__Problem to work on__: Please output the lines shown below exactly as they appear.

__Records from a data source__:
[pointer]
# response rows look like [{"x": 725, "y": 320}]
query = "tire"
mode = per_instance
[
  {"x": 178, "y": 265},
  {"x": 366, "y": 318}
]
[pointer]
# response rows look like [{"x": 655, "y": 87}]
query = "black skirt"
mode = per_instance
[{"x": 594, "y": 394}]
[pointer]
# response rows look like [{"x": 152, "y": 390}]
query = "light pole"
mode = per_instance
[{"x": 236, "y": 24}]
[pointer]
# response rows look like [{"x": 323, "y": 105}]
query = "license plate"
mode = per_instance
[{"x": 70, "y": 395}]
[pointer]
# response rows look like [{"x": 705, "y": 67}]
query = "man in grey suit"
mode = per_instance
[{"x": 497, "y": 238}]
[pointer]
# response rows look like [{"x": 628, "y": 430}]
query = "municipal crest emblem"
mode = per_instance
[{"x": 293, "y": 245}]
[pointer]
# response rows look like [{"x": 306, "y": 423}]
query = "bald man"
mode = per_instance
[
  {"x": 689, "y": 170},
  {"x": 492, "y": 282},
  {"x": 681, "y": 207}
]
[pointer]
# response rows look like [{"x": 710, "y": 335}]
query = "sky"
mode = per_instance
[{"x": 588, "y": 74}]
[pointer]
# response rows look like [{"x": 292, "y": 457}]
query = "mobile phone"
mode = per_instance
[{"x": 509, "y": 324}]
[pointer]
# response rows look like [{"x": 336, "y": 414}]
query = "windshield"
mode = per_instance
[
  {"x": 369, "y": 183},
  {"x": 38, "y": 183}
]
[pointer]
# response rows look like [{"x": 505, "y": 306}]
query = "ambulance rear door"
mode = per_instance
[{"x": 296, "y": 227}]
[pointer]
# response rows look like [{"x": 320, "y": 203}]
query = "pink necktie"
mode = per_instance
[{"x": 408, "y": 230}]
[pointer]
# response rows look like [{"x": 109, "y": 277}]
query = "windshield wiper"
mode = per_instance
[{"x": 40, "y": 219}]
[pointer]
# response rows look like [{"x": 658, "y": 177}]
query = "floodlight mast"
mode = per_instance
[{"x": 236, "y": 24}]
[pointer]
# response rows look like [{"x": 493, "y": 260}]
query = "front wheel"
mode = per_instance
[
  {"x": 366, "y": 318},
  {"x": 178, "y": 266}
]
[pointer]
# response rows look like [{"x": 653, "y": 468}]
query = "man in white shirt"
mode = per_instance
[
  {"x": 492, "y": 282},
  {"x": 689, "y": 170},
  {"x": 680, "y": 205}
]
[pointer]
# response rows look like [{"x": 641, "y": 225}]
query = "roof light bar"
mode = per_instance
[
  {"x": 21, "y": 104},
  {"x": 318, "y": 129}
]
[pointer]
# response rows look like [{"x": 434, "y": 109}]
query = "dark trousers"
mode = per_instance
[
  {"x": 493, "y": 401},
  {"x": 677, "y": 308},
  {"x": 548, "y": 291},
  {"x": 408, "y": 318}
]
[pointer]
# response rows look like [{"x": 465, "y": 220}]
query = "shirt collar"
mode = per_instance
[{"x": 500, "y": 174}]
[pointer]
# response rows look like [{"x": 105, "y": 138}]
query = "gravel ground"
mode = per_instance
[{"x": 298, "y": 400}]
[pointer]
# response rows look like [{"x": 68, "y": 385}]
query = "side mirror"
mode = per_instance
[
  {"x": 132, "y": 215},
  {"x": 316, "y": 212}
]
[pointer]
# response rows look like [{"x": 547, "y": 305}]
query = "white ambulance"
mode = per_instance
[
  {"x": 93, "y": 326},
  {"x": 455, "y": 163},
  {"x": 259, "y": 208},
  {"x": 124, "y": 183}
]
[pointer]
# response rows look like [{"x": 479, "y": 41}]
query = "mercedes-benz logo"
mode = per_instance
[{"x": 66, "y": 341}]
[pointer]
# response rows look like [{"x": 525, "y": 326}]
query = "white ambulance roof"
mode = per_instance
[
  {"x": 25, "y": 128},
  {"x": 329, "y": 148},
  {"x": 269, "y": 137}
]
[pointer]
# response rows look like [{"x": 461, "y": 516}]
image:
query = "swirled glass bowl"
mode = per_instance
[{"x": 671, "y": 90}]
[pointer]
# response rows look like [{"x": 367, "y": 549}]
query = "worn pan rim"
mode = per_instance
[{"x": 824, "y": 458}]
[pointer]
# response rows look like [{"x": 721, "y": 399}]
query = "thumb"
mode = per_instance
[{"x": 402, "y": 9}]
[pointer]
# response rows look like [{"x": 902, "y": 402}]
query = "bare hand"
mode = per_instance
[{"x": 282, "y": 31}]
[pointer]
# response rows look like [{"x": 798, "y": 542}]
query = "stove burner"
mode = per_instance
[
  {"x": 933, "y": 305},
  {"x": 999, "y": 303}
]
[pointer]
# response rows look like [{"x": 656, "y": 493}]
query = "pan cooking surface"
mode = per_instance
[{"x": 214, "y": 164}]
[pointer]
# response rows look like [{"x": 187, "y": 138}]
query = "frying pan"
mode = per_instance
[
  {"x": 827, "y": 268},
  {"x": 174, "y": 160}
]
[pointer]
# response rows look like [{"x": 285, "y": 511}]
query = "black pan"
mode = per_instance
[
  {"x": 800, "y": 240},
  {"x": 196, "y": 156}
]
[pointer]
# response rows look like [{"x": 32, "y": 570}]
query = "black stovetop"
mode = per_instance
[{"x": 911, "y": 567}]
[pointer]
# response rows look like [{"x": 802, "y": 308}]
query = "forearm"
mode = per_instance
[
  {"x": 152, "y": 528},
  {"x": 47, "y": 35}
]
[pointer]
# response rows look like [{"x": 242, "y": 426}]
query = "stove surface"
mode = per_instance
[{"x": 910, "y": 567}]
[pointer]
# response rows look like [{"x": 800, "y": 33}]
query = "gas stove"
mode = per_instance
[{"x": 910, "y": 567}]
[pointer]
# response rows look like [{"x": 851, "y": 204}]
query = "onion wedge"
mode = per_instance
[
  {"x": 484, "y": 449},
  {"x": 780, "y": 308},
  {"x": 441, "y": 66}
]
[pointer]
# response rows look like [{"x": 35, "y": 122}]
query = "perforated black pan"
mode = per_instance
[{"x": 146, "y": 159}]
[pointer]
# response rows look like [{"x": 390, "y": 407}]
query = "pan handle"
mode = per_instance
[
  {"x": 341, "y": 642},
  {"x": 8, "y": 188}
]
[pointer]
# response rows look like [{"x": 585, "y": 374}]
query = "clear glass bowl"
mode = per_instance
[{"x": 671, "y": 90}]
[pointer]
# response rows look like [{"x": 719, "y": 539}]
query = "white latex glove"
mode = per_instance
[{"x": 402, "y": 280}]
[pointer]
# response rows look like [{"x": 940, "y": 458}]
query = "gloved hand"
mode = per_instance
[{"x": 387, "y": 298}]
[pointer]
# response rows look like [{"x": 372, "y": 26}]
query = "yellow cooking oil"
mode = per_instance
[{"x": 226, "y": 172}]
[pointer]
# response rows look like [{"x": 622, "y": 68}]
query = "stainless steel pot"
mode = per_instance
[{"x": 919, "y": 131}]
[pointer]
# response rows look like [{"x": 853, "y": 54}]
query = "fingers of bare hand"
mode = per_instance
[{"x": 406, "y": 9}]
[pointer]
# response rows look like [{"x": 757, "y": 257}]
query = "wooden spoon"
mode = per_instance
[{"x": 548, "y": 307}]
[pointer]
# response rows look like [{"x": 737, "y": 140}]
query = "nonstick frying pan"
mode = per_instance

__Reply to the task__:
[pointer]
# response rows look like [{"x": 725, "y": 320}]
query = "tire"
mode = per_instance
[
  {"x": 178, "y": 265},
  {"x": 366, "y": 318}
]
[pointer]
# response rows look like [{"x": 655, "y": 87}]
query = "black skirt"
mode = per_instance
[{"x": 594, "y": 394}]
[pointer]
# response rows look like [{"x": 152, "y": 390}]
query = "light pole"
mode = per_instance
[{"x": 236, "y": 24}]
[pointer]
# response rows look like [{"x": 323, "y": 105}]
query = "license plate"
mode = per_instance
[{"x": 70, "y": 395}]
[pointer]
# response rows look like [{"x": 705, "y": 67}]
query = "man in grey suit"
mode = per_instance
[{"x": 497, "y": 238}]
[pointer]
# response rows look like [{"x": 628, "y": 430}]
query = "municipal crest emblem"
mode = per_instance
[{"x": 293, "y": 245}]
[pointer]
# response rows look like [{"x": 306, "y": 423}]
query = "bald man"
mode = per_instance
[
  {"x": 689, "y": 170},
  {"x": 492, "y": 282},
  {"x": 681, "y": 207}
]
[pointer]
# response rows look like [{"x": 710, "y": 335}]
query = "sky"
mode = per_instance
[{"x": 588, "y": 74}]
[pointer]
# response rows look like [{"x": 292, "y": 457}]
query = "mobile phone"
mode = per_instance
[{"x": 509, "y": 324}]
[pointer]
# response rows look like [{"x": 336, "y": 414}]
query = "windshield"
mode = per_instance
[
  {"x": 369, "y": 183},
  {"x": 38, "y": 183}
]
[pointer]
# response rows look like [{"x": 505, "y": 306}]
query = "ambulance rear door"
mode = per_instance
[{"x": 296, "y": 227}]
[pointer]
# response rows look like [{"x": 320, "y": 203}]
query = "pink necktie"
mode = per_instance
[{"x": 408, "y": 230}]
[pointer]
# response rows look like [{"x": 109, "y": 277}]
query = "windshield wiper"
mode = per_instance
[{"x": 40, "y": 219}]
[pointer]
# response rows look like [{"x": 658, "y": 177}]
query = "floodlight mast"
mode = per_instance
[{"x": 236, "y": 24}]
[pointer]
# response rows look like [{"x": 493, "y": 260}]
query = "front wheel"
mode = per_instance
[
  {"x": 366, "y": 318},
  {"x": 178, "y": 266}
]
[pointer]
# response rows look like [{"x": 653, "y": 468}]
query = "man in white shirt"
mode = per_instance
[
  {"x": 492, "y": 282},
  {"x": 689, "y": 170},
  {"x": 680, "y": 205}
]
[pointer]
# response rows look like [{"x": 641, "y": 225}]
query = "roof light bar"
mode = per_instance
[
  {"x": 21, "y": 104},
  {"x": 318, "y": 129}
]
[pointer]
# response rows look like [{"x": 434, "y": 109}]
query = "dark trousers"
mode = per_instance
[
  {"x": 493, "y": 401},
  {"x": 677, "y": 308},
  {"x": 548, "y": 291},
  {"x": 408, "y": 318}
]
[pointer]
# response rows look like [{"x": 465, "y": 220}]
query = "shirt collar"
mode = per_instance
[{"x": 500, "y": 174}]
[pointer]
# response rows look like [{"x": 105, "y": 138}]
query = "gravel ground"
mode = per_instance
[{"x": 298, "y": 400}]
[pointer]
# response rows look like [{"x": 68, "y": 385}]
query = "side mirror"
mode = per_instance
[
  {"x": 132, "y": 215},
  {"x": 316, "y": 212}
]
[pointer]
# response rows look like [{"x": 547, "y": 305}]
query = "white ambulance"
mode = per_instance
[
  {"x": 93, "y": 326},
  {"x": 455, "y": 163},
  {"x": 259, "y": 208},
  {"x": 124, "y": 183}
]
[pointer]
# response rows look like [{"x": 479, "y": 41}]
query = "mercedes-benz logo"
mode = per_instance
[{"x": 66, "y": 341}]
[pointer]
# response rows look like [{"x": 525, "y": 326}]
query = "white ambulance roof"
mode = per_instance
[
  {"x": 25, "y": 128},
  {"x": 329, "y": 148},
  {"x": 269, "y": 137}
]
[pointer]
# response rows look like [{"x": 461, "y": 516}]
image:
query = "swirled glass bowl"
mode = per_instance
[{"x": 671, "y": 90}]
[pointer]
# response rows look like [{"x": 367, "y": 549}]
query = "worn pan rim"
mode = per_instance
[{"x": 824, "y": 458}]
[pointer]
# response rows look like [{"x": 721, "y": 399}]
query = "thumb"
mode = per_instance
[{"x": 402, "y": 9}]
[pointer]
# response rows look like [{"x": 902, "y": 402}]
query = "bare hand"
mode = per_instance
[{"x": 282, "y": 31}]
[pointer]
# response rows look like [{"x": 798, "y": 542}]
query = "stove burner"
mode = per_instance
[
  {"x": 933, "y": 305},
  {"x": 999, "y": 303}
]
[pointer]
# response rows look like [{"x": 656, "y": 493}]
query = "pan cooking surface"
mode = per_instance
[{"x": 214, "y": 164}]
[pointer]
# response rows look like [{"x": 187, "y": 138}]
query = "frying pan"
mode = per_instance
[
  {"x": 827, "y": 268},
  {"x": 174, "y": 160}
]
[pointer]
# response rows look like [{"x": 285, "y": 511}]
query = "black pan"
mode = per_instance
[
  {"x": 800, "y": 240},
  {"x": 196, "y": 156}
]
[pointer]
# response rows look like [{"x": 32, "y": 570}]
query = "black stovetop"
mode = per_instance
[{"x": 911, "y": 567}]
[pointer]
# response rows look like [{"x": 802, "y": 308}]
query = "forearm"
mode = per_instance
[
  {"x": 152, "y": 528},
  {"x": 47, "y": 35}
]
[pointer]
# response rows look like [{"x": 242, "y": 426}]
query = "stove surface"
mode = per_instance
[{"x": 910, "y": 567}]
[pointer]
# response rows look like [{"x": 800, "y": 33}]
query = "gas stove"
mode = per_instance
[{"x": 910, "y": 567}]
[pointer]
# response rows look like [{"x": 851, "y": 204}]
query = "onion wedge"
mode = per_instance
[
  {"x": 484, "y": 449},
  {"x": 780, "y": 308},
  {"x": 441, "y": 66}
]
[pointer]
# response rows look like [{"x": 35, "y": 122}]
query = "perforated black pan"
mode = per_instance
[{"x": 146, "y": 159}]
[pointer]
# response rows look like [{"x": 390, "y": 407}]
query = "pan handle"
mode = per_instance
[
  {"x": 341, "y": 642},
  {"x": 8, "y": 188}
]
[pointer]
# response rows look like [{"x": 585, "y": 374}]
query = "clear glass bowl"
mode = per_instance
[{"x": 671, "y": 90}]
[pointer]
# response rows look like [{"x": 719, "y": 539}]
query = "white latex glove"
mode = per_instance
[{"x": 402, "y": 280}]
[pointer]
# response rows look like [{"x": 940, "y": 458}]
query = "gloved hand"
mode = per_instance
[{"x": 387, "y": 298}]
[pointer]
# response rows look like [{"x": 372, "y": 26}]
query = "yellow cooking oil"
mode = per_instance
[{"x": 226, "y": 172}]
[pointer]
# response rows look like [{"x": 622, "y": 68}]
query = "stainless steel pot"
mode = per_instance
[{"x": 919, "y": 131}]
[pointer]
# response rows look like [{"x": 853, "y": 54}]
query = "fingers of bare hand"
mode = per_instance
[{"x": 406, "y": 9}]
[pointer]
# response rows look like [{"x": 757, "y": 257}]
query = "wooden spoon"
mode = per_instance
[{"x": 548, "y": 307}]
[pointer]
# response rows look like [{"x": 737, "y": 140}]
query = "nonstick frying pan"
mode = per_instance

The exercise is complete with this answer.